--- START PASSAGE TO READ ---

Iran had previously maintained that neither its president nor supreme leader knew of the missile – and that its military bosses had kept them in the dark for days afterwards.
On Sunday, Ukrainian president Volodymyr Zelensky said the new evidence suggested the opposite was true.
The recording details conversations between the control tower in Tehran and an Iranian pilot, in which they discuss an incoming aircraft. It seems to suggest the pilot saw an outgoing missile hit the Boeing 737 as the plane made its way from Tehran to Kiev. All 176 on board were killed.
“That’s surely a flash from a missile,” the pilot says.
“It’s not heading towards Tehran, is it?” air traffic control responds.
“Maybe. Oh, no, it was flying from the city,” the pilot replies.
Mr Zelesnky said: “Everything is audible. The pilot says he thinks he saw a missile, and he says it in Persian and English. Really, it proves the Iranian side knew from the very start that our plane was downed by a missile.”
Iran has not disputed the authenticity of the recordings, which had been shared with the Ukrainian investigative team before being leaked by Ukrainian TV channel TCN.
The incident happened at a time when Tehran was on high alert and expecting a retaliatory strike from US military, after the US killed top Iranian general Qassem Soleimani in a drone strike in Baghdad.
It is unclear why civil aviation authorities did not shut down airspace after the Ukrainian plane was downed. For three days, Iranian authorities denied that its forces had fired an anti-aircraft missile, then admitted the strike and blamed human error.
Mr Zelensky’s own position has evolved from one of studied neutrality to growing frustration with the Tehran-led investigation. Iranian specialists have so far been unable to provide data from the black boxes.
“Our specialists should be able to take the black boxes if they cannot provide a full decryption,” Mr Zelensky said.
The Ukrainian president said the $80,000 (£60,000) mooted compensation award to families of the dead was “inadequate”, and that he would push to increase the amounts. It seems unlikely the latest developments will help achieve that.

--- END PASSAGE TO READ ---
--- START DATASET RECORDS ---

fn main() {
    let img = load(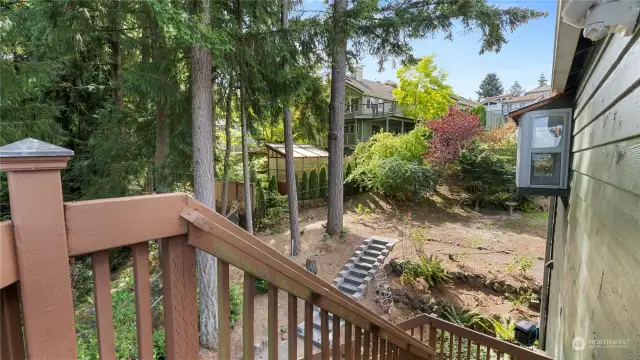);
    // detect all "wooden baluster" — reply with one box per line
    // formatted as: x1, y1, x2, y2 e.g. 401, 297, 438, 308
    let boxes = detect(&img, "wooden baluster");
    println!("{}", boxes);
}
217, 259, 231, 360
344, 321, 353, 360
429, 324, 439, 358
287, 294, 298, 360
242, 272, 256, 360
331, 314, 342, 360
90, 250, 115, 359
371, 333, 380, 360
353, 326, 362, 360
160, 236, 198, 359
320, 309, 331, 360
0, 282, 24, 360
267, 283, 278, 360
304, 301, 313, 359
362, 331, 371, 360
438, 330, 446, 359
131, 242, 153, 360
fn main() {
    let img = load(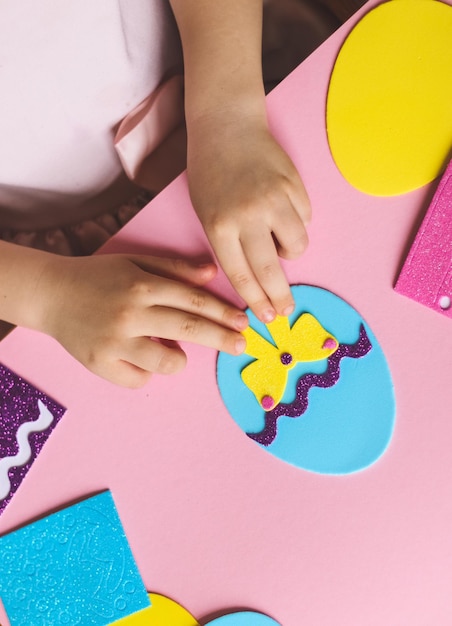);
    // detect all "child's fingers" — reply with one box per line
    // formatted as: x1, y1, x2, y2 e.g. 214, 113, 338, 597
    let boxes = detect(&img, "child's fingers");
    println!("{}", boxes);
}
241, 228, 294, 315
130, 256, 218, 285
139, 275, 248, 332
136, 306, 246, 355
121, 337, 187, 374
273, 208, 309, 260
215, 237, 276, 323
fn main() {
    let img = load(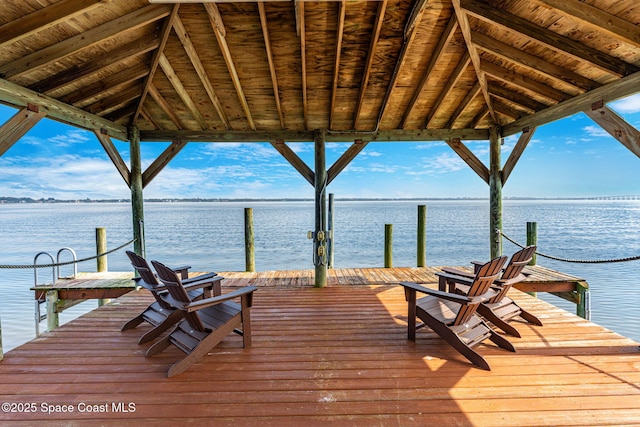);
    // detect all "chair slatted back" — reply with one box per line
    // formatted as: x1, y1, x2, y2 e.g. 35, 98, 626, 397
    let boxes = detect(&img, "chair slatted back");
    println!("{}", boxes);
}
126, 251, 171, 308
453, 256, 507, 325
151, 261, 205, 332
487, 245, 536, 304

--- END DATASET RECORDS ---

▸ **GIVEN REQUEST 1**:
According to the passage about the downed Ukrainian plane, how many people on board were killed?
▸ **GIVEN REQUEST 2**:
Reproduce the passage about the downed Ukrainian plane word for word, between "Iran had previously" and "the pilot replies.", inclusive.
The data entries are not needed for this work.

▸ **WRITTEN REPLY 1**:
All 176 people on board were killed.

▸ **WRITTEN REPLY 2**:
Iran had previously maintained that neither its president nor supreme leader knew of the missile – and that its military bosses had kept them in the dark for days afterwards.
On Sunday, Ukrainian president Volodymyr Zelensky said the new evidence suggested the opposite was true.
The recording details conversations between the control tower in Tehran and an Iranian pilot, in which they discuss an incoming aircraft. It seems to suggest the pilot saw an outgoing missile hit the Boeing 737 as the plane made its way from Tehran to Kiev. All 176 on board were killed.
“That’s surely a flash from a missile,” the pilot says.
“It’s not heading towards Tehran, is it?” air traffic control responds.
“Maybe. Oh, no, it was flying from the city,” the pilot replies.